**PROVIDED RECORDS**.

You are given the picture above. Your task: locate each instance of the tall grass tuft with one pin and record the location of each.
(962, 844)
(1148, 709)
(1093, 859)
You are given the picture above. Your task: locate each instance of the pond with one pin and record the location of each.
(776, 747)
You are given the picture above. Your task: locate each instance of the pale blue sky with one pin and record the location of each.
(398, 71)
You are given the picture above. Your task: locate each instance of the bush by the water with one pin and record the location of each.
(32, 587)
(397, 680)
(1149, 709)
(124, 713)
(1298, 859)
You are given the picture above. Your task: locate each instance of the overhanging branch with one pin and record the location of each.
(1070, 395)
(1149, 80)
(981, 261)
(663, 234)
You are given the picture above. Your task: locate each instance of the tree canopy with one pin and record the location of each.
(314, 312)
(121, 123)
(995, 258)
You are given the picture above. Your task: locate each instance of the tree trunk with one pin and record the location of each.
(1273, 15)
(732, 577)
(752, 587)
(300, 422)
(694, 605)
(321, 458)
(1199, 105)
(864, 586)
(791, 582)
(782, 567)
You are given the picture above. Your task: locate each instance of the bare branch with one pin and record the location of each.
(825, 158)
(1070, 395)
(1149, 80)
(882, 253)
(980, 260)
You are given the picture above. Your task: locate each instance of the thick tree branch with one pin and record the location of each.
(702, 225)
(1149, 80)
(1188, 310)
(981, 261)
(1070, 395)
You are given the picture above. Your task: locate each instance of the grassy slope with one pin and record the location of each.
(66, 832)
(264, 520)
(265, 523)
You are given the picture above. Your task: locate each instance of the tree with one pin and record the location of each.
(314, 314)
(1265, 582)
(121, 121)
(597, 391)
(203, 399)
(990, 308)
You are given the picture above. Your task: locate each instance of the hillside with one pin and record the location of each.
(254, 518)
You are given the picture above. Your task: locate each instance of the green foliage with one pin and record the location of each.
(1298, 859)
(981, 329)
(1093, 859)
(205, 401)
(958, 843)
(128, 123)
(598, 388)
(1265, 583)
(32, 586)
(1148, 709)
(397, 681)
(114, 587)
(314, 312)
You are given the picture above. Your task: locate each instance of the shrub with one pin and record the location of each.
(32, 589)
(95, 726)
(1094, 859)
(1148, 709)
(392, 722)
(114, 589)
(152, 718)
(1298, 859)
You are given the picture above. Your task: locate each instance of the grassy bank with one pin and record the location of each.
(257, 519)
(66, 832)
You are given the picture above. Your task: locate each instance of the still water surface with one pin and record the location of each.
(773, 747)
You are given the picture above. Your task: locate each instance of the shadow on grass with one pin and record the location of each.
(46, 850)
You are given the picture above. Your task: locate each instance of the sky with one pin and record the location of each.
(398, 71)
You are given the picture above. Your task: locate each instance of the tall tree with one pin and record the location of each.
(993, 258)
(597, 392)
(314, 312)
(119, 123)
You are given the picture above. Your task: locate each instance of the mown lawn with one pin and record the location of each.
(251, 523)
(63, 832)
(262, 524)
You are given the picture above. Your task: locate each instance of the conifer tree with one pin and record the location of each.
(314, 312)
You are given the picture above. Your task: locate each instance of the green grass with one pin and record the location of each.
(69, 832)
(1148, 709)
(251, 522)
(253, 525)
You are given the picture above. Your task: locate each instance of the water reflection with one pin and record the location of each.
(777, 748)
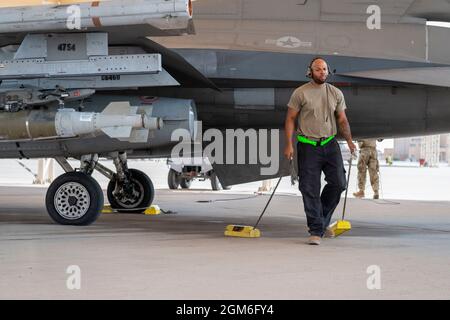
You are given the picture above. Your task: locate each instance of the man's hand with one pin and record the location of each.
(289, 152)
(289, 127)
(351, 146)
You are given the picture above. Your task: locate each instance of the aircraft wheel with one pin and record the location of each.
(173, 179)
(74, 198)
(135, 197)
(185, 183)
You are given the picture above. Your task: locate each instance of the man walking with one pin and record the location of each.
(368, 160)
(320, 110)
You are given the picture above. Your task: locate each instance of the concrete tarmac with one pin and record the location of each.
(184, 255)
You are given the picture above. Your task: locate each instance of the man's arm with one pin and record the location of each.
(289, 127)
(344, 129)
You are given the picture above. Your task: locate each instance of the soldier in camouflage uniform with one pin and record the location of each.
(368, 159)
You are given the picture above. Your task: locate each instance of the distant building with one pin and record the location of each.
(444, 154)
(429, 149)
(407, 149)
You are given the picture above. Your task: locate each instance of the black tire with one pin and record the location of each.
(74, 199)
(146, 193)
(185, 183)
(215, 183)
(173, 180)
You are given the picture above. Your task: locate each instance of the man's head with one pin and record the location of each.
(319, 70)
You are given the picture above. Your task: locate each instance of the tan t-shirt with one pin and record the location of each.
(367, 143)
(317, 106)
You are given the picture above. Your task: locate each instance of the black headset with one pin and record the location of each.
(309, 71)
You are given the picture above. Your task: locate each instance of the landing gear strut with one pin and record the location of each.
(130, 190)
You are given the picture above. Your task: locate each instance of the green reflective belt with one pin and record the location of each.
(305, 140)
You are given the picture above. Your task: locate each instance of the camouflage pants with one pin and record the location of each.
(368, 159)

--

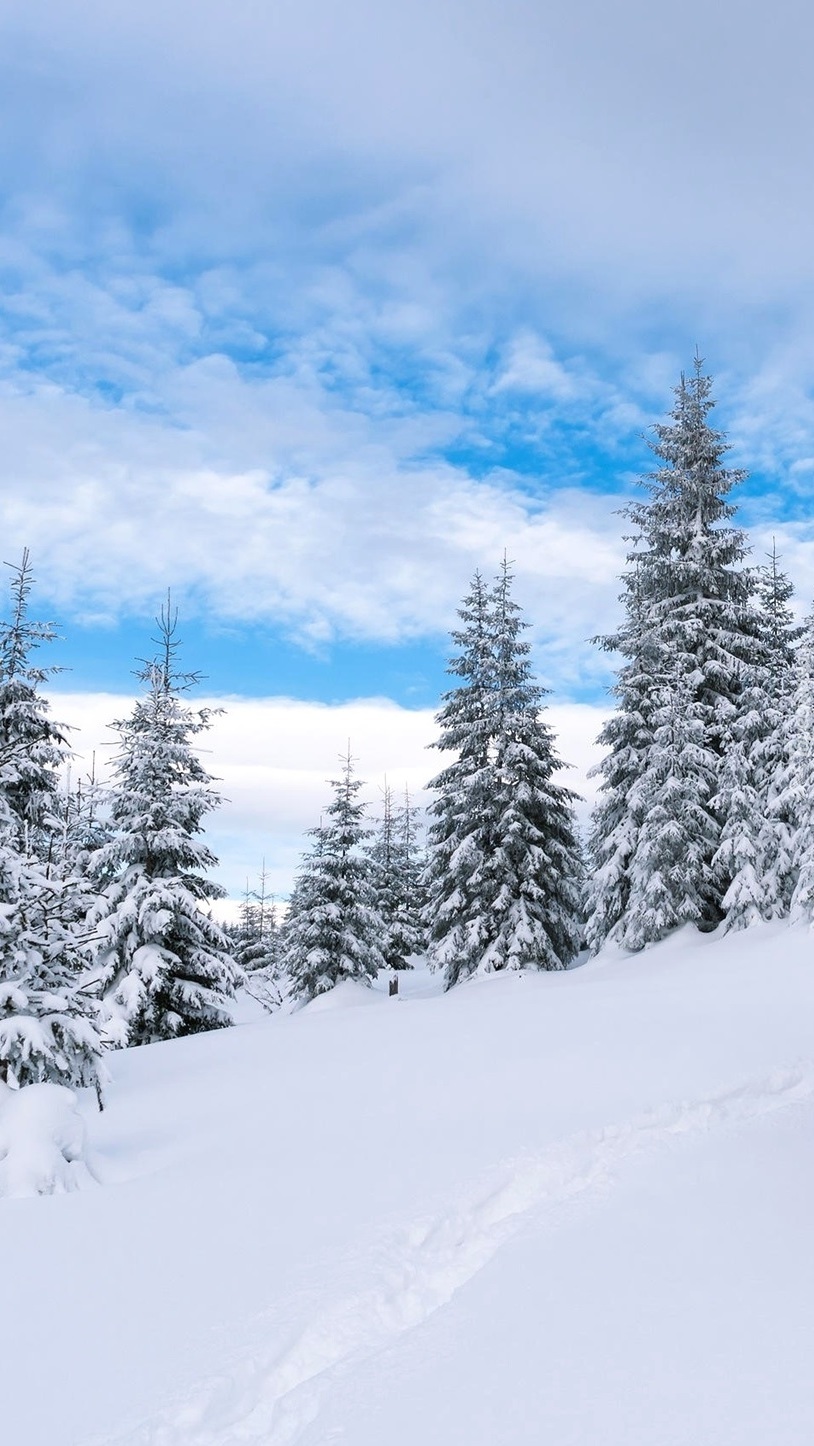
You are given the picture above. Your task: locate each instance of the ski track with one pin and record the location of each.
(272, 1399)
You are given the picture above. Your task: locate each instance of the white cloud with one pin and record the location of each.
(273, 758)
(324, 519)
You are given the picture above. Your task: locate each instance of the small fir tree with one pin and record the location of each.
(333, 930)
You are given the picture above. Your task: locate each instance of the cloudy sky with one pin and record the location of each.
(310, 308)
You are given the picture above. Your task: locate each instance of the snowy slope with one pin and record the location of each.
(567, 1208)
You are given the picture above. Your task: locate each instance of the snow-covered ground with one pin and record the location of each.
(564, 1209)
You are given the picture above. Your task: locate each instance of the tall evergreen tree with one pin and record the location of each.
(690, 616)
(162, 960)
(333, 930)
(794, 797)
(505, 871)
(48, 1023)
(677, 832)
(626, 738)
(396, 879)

**TASK DIRECTIONS**.
Find each row above that contains the word "black" and copy every such row in full.

**RESULT**.
You are given the picture above. Your task: locate each instance of the black tire with one pin and record the location of each.
You are given the picture above. Your task: locate each instance of the black headset with one pin and record the location of each.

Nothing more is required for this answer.